[What is needed]: Every entry needs to be duplicated exactly.

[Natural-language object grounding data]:
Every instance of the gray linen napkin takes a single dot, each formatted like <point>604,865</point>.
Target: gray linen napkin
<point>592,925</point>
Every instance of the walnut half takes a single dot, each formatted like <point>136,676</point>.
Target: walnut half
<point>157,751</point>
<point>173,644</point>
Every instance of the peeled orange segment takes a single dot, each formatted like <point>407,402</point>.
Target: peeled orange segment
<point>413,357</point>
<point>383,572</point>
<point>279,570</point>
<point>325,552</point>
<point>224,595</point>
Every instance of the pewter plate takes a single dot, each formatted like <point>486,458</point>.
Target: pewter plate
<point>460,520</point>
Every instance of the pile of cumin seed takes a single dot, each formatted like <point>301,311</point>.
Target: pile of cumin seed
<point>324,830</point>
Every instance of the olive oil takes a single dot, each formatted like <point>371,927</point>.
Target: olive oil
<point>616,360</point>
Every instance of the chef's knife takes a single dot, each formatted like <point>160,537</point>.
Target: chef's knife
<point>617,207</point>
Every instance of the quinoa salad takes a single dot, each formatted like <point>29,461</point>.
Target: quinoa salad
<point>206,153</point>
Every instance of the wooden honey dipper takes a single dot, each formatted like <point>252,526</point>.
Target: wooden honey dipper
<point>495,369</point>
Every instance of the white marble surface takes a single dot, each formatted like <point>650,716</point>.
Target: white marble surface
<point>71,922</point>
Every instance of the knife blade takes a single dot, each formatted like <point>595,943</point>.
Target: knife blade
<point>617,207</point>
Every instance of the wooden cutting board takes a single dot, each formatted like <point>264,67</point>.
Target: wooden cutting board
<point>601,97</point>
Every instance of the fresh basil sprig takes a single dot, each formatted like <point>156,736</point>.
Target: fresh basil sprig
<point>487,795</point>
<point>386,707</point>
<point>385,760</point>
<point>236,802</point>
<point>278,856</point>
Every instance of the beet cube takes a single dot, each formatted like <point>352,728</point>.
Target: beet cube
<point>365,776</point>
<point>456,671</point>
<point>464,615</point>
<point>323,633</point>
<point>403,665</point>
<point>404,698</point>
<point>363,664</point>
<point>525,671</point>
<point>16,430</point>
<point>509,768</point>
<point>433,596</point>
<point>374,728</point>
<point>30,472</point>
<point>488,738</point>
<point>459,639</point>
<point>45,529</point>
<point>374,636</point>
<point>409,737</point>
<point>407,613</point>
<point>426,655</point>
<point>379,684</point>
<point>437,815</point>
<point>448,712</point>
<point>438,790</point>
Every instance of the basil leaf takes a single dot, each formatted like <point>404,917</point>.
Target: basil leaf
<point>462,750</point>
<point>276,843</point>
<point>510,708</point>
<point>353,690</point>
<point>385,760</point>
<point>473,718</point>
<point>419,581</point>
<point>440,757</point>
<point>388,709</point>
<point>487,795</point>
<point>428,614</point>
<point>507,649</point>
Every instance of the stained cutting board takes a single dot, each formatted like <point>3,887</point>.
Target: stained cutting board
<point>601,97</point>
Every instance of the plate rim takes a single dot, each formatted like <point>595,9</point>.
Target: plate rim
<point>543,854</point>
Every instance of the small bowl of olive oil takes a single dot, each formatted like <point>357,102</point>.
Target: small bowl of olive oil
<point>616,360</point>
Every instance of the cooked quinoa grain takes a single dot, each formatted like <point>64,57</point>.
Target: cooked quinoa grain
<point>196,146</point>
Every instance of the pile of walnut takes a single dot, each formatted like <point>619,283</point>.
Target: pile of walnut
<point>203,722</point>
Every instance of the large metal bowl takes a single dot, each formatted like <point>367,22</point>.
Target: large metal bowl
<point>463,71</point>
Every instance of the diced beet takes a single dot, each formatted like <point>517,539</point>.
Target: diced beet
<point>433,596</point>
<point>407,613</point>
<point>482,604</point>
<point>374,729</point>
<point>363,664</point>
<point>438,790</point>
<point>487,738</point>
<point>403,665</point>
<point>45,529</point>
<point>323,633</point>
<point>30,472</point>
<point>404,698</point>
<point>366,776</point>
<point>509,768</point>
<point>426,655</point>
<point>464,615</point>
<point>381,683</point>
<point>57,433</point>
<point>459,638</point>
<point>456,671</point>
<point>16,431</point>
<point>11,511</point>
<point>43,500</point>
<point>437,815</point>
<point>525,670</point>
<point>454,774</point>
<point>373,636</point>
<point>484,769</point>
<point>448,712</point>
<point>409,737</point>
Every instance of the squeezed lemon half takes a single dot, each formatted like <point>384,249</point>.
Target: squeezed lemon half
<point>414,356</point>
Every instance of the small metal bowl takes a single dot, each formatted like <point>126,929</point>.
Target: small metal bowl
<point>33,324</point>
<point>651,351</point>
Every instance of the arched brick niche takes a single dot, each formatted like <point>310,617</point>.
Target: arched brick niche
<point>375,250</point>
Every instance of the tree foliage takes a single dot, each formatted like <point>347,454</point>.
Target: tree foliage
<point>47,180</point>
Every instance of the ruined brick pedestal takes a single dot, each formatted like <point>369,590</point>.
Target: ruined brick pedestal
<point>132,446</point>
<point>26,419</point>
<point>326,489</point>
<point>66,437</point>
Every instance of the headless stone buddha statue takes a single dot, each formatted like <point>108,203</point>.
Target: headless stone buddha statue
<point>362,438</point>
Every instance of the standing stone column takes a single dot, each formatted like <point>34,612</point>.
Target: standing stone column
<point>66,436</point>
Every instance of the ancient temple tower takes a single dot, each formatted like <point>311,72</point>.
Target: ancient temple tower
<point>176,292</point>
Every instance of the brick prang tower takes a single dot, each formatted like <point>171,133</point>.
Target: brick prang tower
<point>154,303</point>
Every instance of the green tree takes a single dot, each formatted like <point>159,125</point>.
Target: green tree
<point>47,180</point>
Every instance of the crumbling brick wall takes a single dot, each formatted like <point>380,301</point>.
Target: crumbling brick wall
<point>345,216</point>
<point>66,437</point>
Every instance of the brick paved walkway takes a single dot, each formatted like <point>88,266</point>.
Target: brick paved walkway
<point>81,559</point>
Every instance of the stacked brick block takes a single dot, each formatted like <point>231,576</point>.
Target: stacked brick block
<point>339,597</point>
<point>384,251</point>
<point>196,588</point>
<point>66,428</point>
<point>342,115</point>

[Your response]:
Every instance of the gray linen napkin takes a single dot, each formatted like <point>604,865</point>.
Target: gray linen napkin
<point>592,925</point>
Every instance of the walnut half takes a single dot, each formatted like <point>136,676</point>.
Target: walnut half
<point>157,751</point>
<point>173,644</point>
Every instance of the peeled orange segment takes a single dot, each formatted like <point>407,402</point>.
Target: peeled orange segment
<point>413,357</point>
<point>383,572</point>
<point>279,570</point>
<point>325,552</point>
<point>224,595</point>
Every instance of the pewter plate takes a single dot, each formatted like <point>486,458</point>.
Target: pewter plate
<point>460,520</point>
Every instance of the pile of cumin seed takes a single dot, each formatted like <point>301,311</point>.
Target: pile of cumin seed
<point>324,830</point>
Every instance of the olive oil takes a single dot, each formatted like <point>371,927</point>.
Target: olive oil
<point>616,360</point>
Every instance of the chef's knife takes a single dot, each formatted like <point>160,537</point>.
Target: chef's knife
<point>617,207</point>
Every instance of the quinoa salad takes a single dot, each formatted like <point>29,461</point>.
Target: quinoa salad
<point>206,153</point>
Every instance of the wooden honey dipper takes a single dot, each formatted like <point>252,526</point>.
Target: wooden honey dipper
<point>495,369</point>
Every instance of the white marble surface takes a single dot, each formatted like <point>650,716</point>.
Target: white marble surface
<point>71,922</point>
Every instance of the knife blade takes a single dot, each formatted like <point>595,943</point>.
Target: knife blade
<point>617,207</point>
Every instance of the wooden cutting board takes a single dot, each formatted like <point>264,67</point>.
Target: wooden cutting board
<point>601,97</point>
Every instance of the fresh basil sprig takes a single dot, each formatted like <point>156,736</point>.
Target: fresh basil sprig
<point>487,795</point>
<point>386,707</point>
<point>385,760</point>
<point>236,802</point>
<point>278,856</point>
Every instance of the beet cube takes a single dot, each formatted like <point>352,728</point>.
Target: beet cube
<point>365,776</point>
<point>456,671</point>
<point>464,615</point>
<point>323,633</point>
<point>403,665</point>
<point>404,698</point>
<point>363,664</point>
<point>525,671</point>
<point>16,430</point>
<point>509,768</point>
<point>433,596</point>
<point>374,728</point>
<point>30,472</point>
<point>488,738</point>
<point>459,639</point>
<point>45,529</point>
<point>374,636</point>
<point>409,737</point>
<point>407,613</point>
<point>426,655</point>
<point>379,684</point>
<point>437,815</point>
<point>448,712</point>
<point>438,790</point>
Every instance of the basil leaf takes a single dot, each formatted like <point>404,917</point>.
Target: basil leaf
<point>462,750</point>
<point>276,843</point>
<point>510,708</point>
<point>353,690</point>
<point>385,760</point>
<point>473,718</point>
<point>419,581</point>
<point>440,757</point>
<point>388,709</point>
<point>487,795</point>
<point>428,614</point>
<point>507,649</point>
Every instance of the stained cutting board takes a single dot, each formatted like <point>3,887</point>.
Target: stained cutting board
<point>601,97</point>
Every instance of the plate rim takes a single dot, each formatted like <point>595,9</point>.
Target: plate rim
<point>543,854</point>
Every instance of the small bowl of olive oil takes a single dot, each formatted like <point>357,102</point>.
Target: small bowl of olive oil
<point>616,360</point>
Every instance of the cooked quinoa grain takes a single dot, each formatted like <point>64,57</point>.
Target: cooked quinoa grain
<point>196,146</point>
Every instance of the pile of walnut takes a single dot, each formatted like <point>619,283</point>.
Target: pile of walnut
<point>203,722</point>
Every instance of the large metal bowl takes a single dot, each formatted like <point>367,22</point>.
Target: large metal bowl
<point>463,71</point>
Every instance of the diced beet takes a single dot, each formatted like <point>517,539</point>.
Target: diced beet
<point>433,596</point>
<point>407,613</point>
<point>482,604</point>
<point>374,729</point>
<point>363,664</point>
<point>438,790</point>
<point>487,738</point>
<point>403,665</point>
<point>45,529</point>
<point>323,633</point>
<point>30,472</point>
<point>404,698</point>
<point>366,776</point>
<point>509,768</point>
<point>426,655</point>
<point>464,615</point>
<point>381,683</point>
<point>57,433</point>
<point>459,638</point>
<point>456,671</point>
<point>16,431</point>
<point>11,511</point>
<point>43,500</point>
<point>437,815</point>
<point>525,670</point>
<point>454,774</point>
<point>373,636</point>
<point>484,769</point>
<point>448,712</point>
<point>409,737</point>
Every instance of the squeezed lemon half takes a single dot, each formatted like <point>384,249</point>.
Target: squeezed lemon half
<point>414,356</point>
Every instance of the small metal bowl takes a single dot, each formatted like <point>126,929</point>.
Target: small metal bowl
<point>33,324</point>
<point>651,351</point>
Every instance of the arched brick niche takes a single dot, each formatted like <point>310,617</point>.
Target: arched brick niche
<point>375,250</point>
Every instance of the tree foliage takes a single dot, each formatted like <point>347,454</point>.
Target: tree foliage
<point>47,180</point>
Every instance of the ruined brick pedestal takes a single dot, each formatted like <point>369,590</point>.
Target: ruined brick pedestal
<point>132,446</point>
<point>26,419</point>
<point>326,489</point>
<point>66,437</point>
Every instance of the headless stone buddha statue takes a single dot, each formatted like <point>108,203</point>.
Target: headless stone buddha statue
<point>362,438</point>
Every instance of the standing stone column takes a single dot, each formatted like <point>34,612</point>.
Target: standing stone column
<point>66,436</point>
Every instance of the ancient temple tower takes a single dot, each formatted like <point>311,72</point>.
Target: ancient temple tower
<point>176,292</point>
Every instance of the brick prang tower takes a single dot, each formatted like <point>171,133</point>.
Target: brick prang tower
<point>154,303</point>
Every instance of the green tree takes a single dot, each formatted like <point>159,125</point>.
Target: green tree
<point>47,180</point>
Every instance of the crumbling brick wall takes a single dot, each formatted like <point>380,301</point>.
Target: crumbling brick wall
<point>345,216</point>
<point>66,437</point>
Every instance of the brick paved walkway takes a single dot, each formatted like <point>88,266</point>.
Target: brick paved walkway
<point>81,559</point>
Every instance of the stacked brick block takes a single dot, each formatted like <point>231,576</point>.
Target: stacked brick block
<point>339,597</point>
<point>384,251</point>
<point>196,588</point>
<point>66,428</point>
<point>342,115</point>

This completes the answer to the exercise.